Position identification records:
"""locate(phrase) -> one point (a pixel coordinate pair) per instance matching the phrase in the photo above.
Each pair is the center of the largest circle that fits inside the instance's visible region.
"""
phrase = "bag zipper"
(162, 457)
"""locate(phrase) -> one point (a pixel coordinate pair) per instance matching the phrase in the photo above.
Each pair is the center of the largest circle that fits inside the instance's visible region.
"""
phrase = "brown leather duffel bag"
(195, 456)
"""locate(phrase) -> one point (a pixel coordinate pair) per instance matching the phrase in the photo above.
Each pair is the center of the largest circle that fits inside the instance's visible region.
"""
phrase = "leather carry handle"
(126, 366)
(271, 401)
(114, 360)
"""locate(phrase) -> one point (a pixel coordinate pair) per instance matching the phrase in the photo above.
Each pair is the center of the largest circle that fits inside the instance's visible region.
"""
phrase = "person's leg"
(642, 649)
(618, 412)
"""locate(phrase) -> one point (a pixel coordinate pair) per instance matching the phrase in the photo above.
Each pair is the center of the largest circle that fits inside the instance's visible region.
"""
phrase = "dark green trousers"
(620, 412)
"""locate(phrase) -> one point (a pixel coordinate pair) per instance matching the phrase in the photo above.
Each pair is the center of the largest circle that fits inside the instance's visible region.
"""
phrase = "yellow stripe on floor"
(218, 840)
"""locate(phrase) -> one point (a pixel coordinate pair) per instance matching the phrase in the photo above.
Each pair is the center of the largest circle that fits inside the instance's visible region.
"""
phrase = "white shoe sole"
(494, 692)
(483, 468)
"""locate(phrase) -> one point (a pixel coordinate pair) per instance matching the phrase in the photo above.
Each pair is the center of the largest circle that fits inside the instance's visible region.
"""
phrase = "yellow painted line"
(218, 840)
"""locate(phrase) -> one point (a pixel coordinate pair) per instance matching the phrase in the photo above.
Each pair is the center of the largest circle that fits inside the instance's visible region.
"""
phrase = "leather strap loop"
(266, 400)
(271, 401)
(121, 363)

__EXERCISE DIRECTIONS__
Extract the data exactly as given.

__RESULT OF THE EXERCISE__
"""locate(phrase) -> one point (a pixel coordinate pair) per instance matching the phrase in the photo above.
Each pair is the center of the largest circle that fits inside the instance's visible region.
"""
phrase = "bag zipper"
(162, 457)
"""locate(phrase) -> one point (a pixel coordinate pair) per instance matching the phrase in the photo above.
Each pair is the center of the largest circle that fits inside the instance's visible region.
"""
phrase = "brown leather duffel bag"
(195, 456)
"""locate(phrase) -> one point (a pixel coordinate pair) per instance matching the phrase in the photo above.
Each pair is the center of the largest circle that fits inside the instance's visible region.
"""
phrase = "leather carry handle"
(126, 366)
(271, 401)
(114, 360)
"""locate(phrase) -> one point (a pixel coordinate pair) per instance matching the phrase in the photo above.
Each pair is the center of the largest circle that fits inside the instance's visible region.
"""
phrase = "person's leg"
(642, 649)
(618, 412)
"""locate(phrase) -> one point (a pixel coordinate pair) per instance matching the phrase in the photo above.
Each pair is the center of the largest circle that fits inside the instance's visible region.
"""
phrase = "dark green trousers"
(620, 412)
"""locate(phrase) -> one point (a pixel coordinate pair) per instance matching the phrase in the photo above.
Each pair is the center of the largest circle that fits inside the instance's visible region.
"""
phrase = "yellow stripe on floor"
(218, 840)
"""locate(phrase) -> one point (a pixel coordinate pair) per instance matching the phrase in the photo above.
Each pair is the center of the largest circle that fits inside the instance's visible region.
"""
phrase = "white shoe sole"
(494, 692)
(483, 468)
"""locate(phrase) -> one point (a pixel coordinate pair) per instance matching the phrase in the photo above.
Each pair is the center of the largest circle that fits inside the instance's visible region.
"""
phrase = "yellow painted line"
(218, 840)
"""locate(phrase) -> one point (a pixel coordinate pair) per instance matching the phrase in the photo above.
Each pair is the center of the largest circle that fits inside the instance's visible region.
"""
phrase = "leather strap loop"
(266, 400)
(271, 401)
(121, 363)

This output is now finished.